- [SET PROBLEM]
Can you rewrite the entries below, swapping every "single marker" for "single point" and leaving everything else untouched?

________

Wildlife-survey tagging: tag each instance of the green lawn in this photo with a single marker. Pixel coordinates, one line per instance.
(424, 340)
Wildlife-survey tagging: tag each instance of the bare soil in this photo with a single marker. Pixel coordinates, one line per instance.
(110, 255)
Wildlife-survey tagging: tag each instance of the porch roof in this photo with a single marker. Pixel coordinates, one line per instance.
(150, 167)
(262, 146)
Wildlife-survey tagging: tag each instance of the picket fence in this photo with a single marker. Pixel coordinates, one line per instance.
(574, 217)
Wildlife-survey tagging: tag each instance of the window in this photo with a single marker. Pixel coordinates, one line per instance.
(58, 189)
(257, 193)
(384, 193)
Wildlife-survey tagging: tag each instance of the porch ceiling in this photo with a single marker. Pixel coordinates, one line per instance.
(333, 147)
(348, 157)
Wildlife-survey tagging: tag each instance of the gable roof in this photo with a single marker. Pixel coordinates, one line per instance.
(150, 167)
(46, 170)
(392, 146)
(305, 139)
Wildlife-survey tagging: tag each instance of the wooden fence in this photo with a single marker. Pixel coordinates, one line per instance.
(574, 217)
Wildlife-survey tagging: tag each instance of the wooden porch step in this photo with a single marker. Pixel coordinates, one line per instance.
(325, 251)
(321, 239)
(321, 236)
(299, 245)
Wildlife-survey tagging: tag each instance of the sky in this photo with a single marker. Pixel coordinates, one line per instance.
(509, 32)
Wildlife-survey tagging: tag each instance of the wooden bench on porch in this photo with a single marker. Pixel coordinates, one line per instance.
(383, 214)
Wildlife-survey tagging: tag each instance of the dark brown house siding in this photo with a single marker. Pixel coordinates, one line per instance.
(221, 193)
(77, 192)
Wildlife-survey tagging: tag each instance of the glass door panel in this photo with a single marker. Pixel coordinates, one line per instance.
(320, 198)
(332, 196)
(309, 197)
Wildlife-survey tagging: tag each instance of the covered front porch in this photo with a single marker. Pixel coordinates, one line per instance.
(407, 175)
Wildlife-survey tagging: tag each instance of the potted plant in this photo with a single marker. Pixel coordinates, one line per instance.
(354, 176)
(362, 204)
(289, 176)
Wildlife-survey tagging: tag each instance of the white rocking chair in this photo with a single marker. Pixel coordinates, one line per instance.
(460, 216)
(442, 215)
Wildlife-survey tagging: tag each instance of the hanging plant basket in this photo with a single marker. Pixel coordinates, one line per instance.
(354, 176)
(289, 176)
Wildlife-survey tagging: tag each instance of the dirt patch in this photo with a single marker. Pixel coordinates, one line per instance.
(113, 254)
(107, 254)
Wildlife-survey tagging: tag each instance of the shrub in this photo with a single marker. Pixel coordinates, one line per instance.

________

- [SOLUTION]
Wildlife-survey tagging: tag each instance of the green lawn in this photo with a single point. Pixel coordinates, one line per instance.
(424, 340)
Wildlife-survey tagging: tag each instance of the bare soil in this photo with a single point. Pixel coordinates, one line per instance.
(110, 255)
Wildlife-survey tagging: tag each instance of the porch roof in this photo with a single point. Pixel coordinates, one line per instance.
(150, 167)
(262, 146)
Wildlife-survey tagging: tag each instance of the picket fence in this photo with a single point. Pixel coordinates, one line per instance.
(574, 217)
Wildlife-survey tagging: tag each instance of the window in this photo with a single point. Pixel coordinates, one line per instance.
(58, 189)
(257, 193)
(384, 193)
Wildlife-survey tagging: tag each instance of the porch ceiling in this photo with a single point. Pixel coordinates, one line per instance.
(333, 147)
(348, 157)
Wildlife-survey tagging: tag each instance of the gable roof in this photo with a single point. Pixel coordinates, one line per instance.
(150, 167)
(46, 170)
(392, 146)
(305, 139)
Wildlife-survey tagging: tag each instance of the wooden fence in this photo with a single point. Pixel coordinates, one line per instance.
(574, 217)
Wildlife-survey tagging: tag each instance of the wooden porch step in this photo with a single point. Pixel coordinates, one line per instance.
(325, 251)
(321, 239)
(321, 236)
(299, 245)
Wildlife-survey tagging: tag each instance of the sky in this photo with a single point. Pixel coordinates, one line per instance.
(509, 32)
Wildlife-survey tagging: tag each instance of the wooden bench on porch in this photo with a single point. Pixel coordinates, one line per instance.
(383, 214)
Wildlife-survey tagging: tag each instance of the dark brown house siding in this photo with a single point. Pixel coordinates, one line per instance.
(221, 193)
(77, 192)
Wildlife-survey tagging: tag each instance of the glass door panel in this photo with a single point. Pixel coordinates, one line per instance.
(320, 198)
(332, 196)
(309, 197)
Wildlife-survey tagging: tag each instance of the covered front porch in this photo with a single point. Pixel coordinates, one line per instance.
(407, 175)
Wildlife-survey tagging: tag each instance of the potted plant in this photo with a single point. Pixel coordinates, one line per instance.
(354, 176)
(362, 204)
(289, 176)
Wildlife-survey tagging: tag each instance of the white rocking chair in this photo with a single point. Pixel coordinates, one line per instance.
(460, 216)
(442, 215)
Wildlife-survey tagging: tag each instance of the hanging plant basket in this photo with a single point. Pixel coordinates, one line per instance.
(354, 176)
(289, 176)
Wildlife-survey tagging: tag each instance of the dirt patch in this photo with a single point. Pixel coordinates, one line per instance.
(113, 254)
(107, 254)
Wildlife-survey tagging: tag each instance of the shrub in this photo with a single point. Pixel coordinates, one line per instance.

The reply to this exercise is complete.